§ **Lista de atividades**
1. Segundo o texto sobre o Espírito Santo, qual é o foco da igreja?
2. Escreva uma continuação para o texto sobre o Espírito Santo, começando logo após a última frase.

─── Trecho de origem ───

Portanto, não podemos ceder terreno àqueles que, como os Mórmons, argumentam em favor de uma revelação constante, que adiciona conteúdo ao Novo Testamento. Também não podemos tolerar a sugestão freqüente dos liberais que se ater meticulosamente às Escrituras é insultar de alguma forma o Espírito Santo. A Palavra e o Espírito estão inseparavelmente juntos. Nós ouvimos o Espírito quando lemos as Escrituras. E ao ler as Escrituras, devemos orar e pedir pela iluminação do Espírito.
O segundo erro que essa passagem nos ajuda a evitar é o erro de enxergar o Espírito sendo contrário a Cristo. O Espírito Santo é um Espírito que serve. Ele fala apenas o que ouve (13b). Ele declara o que lhe é dado (14b). Sua missão é glorificar outro (14a). Todas as três pessoas da Trindade são completamente Deus, mas na economia divina, o Filho torna o Pai conhecido e o Espírito glorifica o Filho. Sim, é muito triste ignorar o Espírito Santo e deixar de enxergar o papel indispensável que ele tem em nossas vidas. Mas não devemos achar que nos focamos demais em Cristo. O Espírito não é ofendido quando fixamos nossa atenção em Cristo. Louvar a Cristo é evidência da obra do Espírito! O foco da igreja não é a pomba, mas a cruz, e é isso que o Espírito gostaria. Como diz J. I. Packer, “A mensagem do Espírito a nós nunca é ‘Olhe para mim; Ouça-me; Venha a mim; Conheça-me’, mas sempre ‘Olhe para ele, e veja a glória dele; ouça a ele, e ouça a voz dele; vá a ele, e tenha a vida; conheça-o, e experimente o dom da alegria e da paz’”.

─── Informações extraídas ───

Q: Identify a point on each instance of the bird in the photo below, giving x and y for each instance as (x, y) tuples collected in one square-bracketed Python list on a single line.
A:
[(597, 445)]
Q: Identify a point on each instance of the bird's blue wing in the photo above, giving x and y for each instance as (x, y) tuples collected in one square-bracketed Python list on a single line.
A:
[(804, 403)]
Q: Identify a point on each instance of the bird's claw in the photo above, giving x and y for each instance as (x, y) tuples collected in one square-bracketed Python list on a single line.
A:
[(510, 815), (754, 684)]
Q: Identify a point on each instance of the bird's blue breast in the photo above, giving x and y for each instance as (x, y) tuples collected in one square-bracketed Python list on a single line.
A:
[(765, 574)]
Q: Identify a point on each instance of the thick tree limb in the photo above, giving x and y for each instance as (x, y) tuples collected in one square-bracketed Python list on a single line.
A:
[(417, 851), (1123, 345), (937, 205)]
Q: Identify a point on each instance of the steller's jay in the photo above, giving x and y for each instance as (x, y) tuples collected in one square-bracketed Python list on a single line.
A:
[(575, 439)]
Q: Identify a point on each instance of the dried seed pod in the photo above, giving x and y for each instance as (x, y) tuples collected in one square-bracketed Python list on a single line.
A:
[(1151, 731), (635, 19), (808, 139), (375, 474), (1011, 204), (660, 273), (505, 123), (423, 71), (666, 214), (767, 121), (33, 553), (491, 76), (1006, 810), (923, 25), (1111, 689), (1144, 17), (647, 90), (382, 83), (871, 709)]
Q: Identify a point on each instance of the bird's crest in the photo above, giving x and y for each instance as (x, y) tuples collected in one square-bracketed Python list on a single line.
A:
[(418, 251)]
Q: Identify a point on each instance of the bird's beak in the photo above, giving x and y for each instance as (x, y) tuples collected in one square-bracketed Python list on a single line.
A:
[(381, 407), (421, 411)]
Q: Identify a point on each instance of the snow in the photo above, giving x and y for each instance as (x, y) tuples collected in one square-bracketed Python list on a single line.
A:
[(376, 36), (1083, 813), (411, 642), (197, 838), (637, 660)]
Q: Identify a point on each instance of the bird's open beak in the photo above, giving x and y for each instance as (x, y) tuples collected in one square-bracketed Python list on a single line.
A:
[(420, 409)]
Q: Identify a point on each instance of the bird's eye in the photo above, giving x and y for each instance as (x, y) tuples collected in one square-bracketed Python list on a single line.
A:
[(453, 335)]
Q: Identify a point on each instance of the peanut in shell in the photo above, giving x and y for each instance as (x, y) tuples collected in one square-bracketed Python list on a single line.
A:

───

§ **Respostas do exercício**
1. O foco da igreja não é a pomba, mas a cruz.

2.
Tudo isso sobre a obra do Espírito de revelar e glorificar o Filho é o porquê da idéia de “Cristãos anônimos” é horrivelmente equivocada. Eu me lembro de um professor da faculdade que afirmava que, por causa da soberania de Deus e porque o Espírito sopra aonde quer, o Espírito poderia estar trabalhando salvíficamente em todas as religiões, levando pessoas a nascer de novo e a se juntarem com Cristo mesmo que inconscientemente. Ele acreditava que as pessoas poderiam ser salvas em Cristo sem ouvir de Cristo ou professarem sua fé nele.
Essa forma “inclusivista” de pensar é popular. Mesmo o amado C. S. Lewis, em seu clássico Cristianismo Puro e Simples, expôs:
Existem pessoas que não aceitam a totalidade da doutrina Cristã sobre Cristo, mas que são tão fortemente atraídas por Ele que são dEle em um sentido tão profundo que nem elas mesmas podem entender. Há pessoas em outras religiões que estão sendo guiadas pela influência secreta de Deus a se concentrarem naquelas partes de suas religiões que estão em concordância com o Cristianismo e, portanto, pertencem a Cristo sem saberem. Por exemplo, um Budista bem intencionado pode ser guiado a se concentrar mais e mais no ensinamento Budista a respeito da misericórdia e deixar de lado (apesar de talvez ainda acreditar) nos ensinamentos Budistas a respeito de outros pontos.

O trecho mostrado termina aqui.